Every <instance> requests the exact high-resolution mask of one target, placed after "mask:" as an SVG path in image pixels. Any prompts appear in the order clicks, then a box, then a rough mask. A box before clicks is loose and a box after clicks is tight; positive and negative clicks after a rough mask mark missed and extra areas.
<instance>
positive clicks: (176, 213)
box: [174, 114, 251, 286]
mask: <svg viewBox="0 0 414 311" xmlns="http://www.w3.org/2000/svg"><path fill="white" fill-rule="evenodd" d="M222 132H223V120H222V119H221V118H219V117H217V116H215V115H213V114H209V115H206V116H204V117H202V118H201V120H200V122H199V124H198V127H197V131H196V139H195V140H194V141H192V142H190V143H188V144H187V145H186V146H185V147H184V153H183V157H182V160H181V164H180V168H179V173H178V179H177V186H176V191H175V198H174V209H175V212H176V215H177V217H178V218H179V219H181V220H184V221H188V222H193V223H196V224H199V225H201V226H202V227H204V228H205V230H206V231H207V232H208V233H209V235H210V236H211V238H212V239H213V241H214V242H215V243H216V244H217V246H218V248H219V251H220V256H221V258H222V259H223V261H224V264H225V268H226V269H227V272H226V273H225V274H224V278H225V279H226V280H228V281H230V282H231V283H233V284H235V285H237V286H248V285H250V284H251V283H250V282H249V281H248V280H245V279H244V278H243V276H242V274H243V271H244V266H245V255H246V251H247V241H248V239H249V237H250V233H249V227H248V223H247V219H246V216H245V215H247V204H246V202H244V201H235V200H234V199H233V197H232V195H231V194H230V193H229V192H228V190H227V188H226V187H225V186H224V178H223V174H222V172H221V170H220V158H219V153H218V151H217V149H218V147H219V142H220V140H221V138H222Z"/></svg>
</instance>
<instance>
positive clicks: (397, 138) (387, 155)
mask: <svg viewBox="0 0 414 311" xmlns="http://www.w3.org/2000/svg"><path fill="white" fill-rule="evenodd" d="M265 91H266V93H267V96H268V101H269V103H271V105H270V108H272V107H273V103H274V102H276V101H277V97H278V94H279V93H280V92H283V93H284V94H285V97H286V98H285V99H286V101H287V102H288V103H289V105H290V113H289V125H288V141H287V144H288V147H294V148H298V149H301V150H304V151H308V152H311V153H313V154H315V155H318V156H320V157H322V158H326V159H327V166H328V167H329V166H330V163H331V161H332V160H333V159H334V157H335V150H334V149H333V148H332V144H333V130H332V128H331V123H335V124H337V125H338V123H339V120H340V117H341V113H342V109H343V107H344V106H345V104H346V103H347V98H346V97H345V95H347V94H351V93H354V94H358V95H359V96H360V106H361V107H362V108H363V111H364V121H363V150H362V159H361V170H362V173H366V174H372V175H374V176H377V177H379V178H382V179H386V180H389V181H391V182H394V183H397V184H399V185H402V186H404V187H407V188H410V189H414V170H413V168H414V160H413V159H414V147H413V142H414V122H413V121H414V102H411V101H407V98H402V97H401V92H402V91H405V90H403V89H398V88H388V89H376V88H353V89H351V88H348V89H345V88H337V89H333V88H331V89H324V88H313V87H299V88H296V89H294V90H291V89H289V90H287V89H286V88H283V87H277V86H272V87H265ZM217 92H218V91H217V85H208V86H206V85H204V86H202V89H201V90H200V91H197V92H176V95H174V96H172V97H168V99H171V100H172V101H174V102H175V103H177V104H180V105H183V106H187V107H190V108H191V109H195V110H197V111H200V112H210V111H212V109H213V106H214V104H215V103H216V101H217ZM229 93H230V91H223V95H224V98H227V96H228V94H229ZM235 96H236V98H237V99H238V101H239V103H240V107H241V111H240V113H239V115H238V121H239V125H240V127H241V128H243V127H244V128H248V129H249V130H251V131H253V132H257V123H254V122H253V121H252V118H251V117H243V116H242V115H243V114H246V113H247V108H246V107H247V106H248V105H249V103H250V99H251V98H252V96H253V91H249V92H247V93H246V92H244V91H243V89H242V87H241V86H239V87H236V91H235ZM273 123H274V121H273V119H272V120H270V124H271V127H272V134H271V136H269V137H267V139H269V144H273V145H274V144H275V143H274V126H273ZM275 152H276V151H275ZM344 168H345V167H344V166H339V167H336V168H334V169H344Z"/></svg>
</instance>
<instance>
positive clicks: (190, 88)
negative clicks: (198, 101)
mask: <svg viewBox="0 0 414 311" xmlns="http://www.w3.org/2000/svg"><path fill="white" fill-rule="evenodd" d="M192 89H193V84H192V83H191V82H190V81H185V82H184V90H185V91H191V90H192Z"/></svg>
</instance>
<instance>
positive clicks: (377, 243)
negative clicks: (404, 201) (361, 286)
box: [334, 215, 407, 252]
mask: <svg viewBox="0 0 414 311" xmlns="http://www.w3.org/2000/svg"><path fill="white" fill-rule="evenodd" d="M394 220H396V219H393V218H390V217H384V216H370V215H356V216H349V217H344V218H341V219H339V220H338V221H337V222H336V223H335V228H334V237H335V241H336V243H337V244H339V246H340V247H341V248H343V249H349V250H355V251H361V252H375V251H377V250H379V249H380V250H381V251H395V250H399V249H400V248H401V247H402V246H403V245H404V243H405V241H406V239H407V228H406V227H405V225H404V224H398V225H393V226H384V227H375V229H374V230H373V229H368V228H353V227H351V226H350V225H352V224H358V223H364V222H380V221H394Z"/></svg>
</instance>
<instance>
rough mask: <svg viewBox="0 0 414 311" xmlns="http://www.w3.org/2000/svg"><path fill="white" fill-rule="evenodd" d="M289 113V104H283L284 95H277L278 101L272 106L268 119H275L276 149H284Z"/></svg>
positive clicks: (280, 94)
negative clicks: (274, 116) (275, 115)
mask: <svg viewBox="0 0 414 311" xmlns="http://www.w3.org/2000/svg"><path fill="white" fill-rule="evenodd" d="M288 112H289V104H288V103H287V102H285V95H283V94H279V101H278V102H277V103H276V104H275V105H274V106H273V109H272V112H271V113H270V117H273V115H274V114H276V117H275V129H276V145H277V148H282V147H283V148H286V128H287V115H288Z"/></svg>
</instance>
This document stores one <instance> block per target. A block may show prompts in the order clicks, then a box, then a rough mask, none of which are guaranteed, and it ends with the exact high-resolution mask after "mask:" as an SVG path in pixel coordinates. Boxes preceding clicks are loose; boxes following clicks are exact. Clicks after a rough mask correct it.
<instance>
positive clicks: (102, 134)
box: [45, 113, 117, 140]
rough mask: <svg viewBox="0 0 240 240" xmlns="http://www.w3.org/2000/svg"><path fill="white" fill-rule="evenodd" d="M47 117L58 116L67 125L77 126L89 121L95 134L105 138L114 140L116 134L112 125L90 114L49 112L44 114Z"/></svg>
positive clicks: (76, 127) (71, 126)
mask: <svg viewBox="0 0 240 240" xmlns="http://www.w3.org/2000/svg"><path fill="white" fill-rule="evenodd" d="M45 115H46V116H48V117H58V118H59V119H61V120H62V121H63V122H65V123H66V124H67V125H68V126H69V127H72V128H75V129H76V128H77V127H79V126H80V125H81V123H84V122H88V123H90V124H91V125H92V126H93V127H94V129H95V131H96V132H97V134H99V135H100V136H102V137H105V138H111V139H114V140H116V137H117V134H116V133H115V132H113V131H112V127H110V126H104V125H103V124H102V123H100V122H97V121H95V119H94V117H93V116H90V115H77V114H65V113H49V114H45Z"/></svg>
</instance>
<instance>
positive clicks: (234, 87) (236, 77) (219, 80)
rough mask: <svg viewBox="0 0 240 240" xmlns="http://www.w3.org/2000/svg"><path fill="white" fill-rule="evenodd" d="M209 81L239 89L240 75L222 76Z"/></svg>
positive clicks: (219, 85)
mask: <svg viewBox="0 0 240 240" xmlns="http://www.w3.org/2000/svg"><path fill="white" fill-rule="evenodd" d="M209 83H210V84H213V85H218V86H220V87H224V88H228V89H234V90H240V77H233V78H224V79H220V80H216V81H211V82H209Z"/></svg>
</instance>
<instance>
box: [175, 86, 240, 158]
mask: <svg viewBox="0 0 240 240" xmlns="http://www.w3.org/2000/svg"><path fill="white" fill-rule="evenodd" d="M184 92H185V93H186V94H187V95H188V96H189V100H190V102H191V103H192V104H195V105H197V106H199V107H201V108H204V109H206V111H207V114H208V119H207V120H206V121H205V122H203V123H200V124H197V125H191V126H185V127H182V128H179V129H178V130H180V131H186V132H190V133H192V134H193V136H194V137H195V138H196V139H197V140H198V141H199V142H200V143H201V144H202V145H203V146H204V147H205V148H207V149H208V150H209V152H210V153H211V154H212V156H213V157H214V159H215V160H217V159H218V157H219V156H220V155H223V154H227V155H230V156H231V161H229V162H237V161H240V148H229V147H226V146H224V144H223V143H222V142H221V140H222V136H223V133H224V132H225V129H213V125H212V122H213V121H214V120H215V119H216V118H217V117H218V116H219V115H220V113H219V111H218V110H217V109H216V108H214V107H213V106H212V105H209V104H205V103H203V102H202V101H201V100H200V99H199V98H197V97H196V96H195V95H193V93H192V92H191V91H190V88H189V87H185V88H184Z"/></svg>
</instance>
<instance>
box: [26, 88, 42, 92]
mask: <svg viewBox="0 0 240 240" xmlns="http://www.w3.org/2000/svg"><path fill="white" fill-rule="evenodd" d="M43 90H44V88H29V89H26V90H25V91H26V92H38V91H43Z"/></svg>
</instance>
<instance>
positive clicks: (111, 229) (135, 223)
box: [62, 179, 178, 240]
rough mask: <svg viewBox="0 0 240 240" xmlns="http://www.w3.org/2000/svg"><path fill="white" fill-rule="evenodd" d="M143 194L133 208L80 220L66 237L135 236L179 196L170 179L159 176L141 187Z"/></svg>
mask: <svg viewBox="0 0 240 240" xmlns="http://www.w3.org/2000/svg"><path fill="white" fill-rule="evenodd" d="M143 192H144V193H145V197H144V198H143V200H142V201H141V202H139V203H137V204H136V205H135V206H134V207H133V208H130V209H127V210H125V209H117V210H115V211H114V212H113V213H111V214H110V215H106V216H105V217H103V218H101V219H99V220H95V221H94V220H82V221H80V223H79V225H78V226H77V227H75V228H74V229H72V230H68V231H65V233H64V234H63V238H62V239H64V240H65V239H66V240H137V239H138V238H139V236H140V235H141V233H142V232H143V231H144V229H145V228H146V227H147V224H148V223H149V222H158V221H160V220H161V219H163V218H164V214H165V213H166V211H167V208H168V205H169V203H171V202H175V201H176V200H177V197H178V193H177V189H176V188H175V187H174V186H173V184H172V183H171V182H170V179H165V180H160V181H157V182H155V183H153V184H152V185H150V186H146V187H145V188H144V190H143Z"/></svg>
-----
● **Assignment**:
In the records above, how many lines contain the string "exact"? State that number only.

● **Solution to the problem**:
2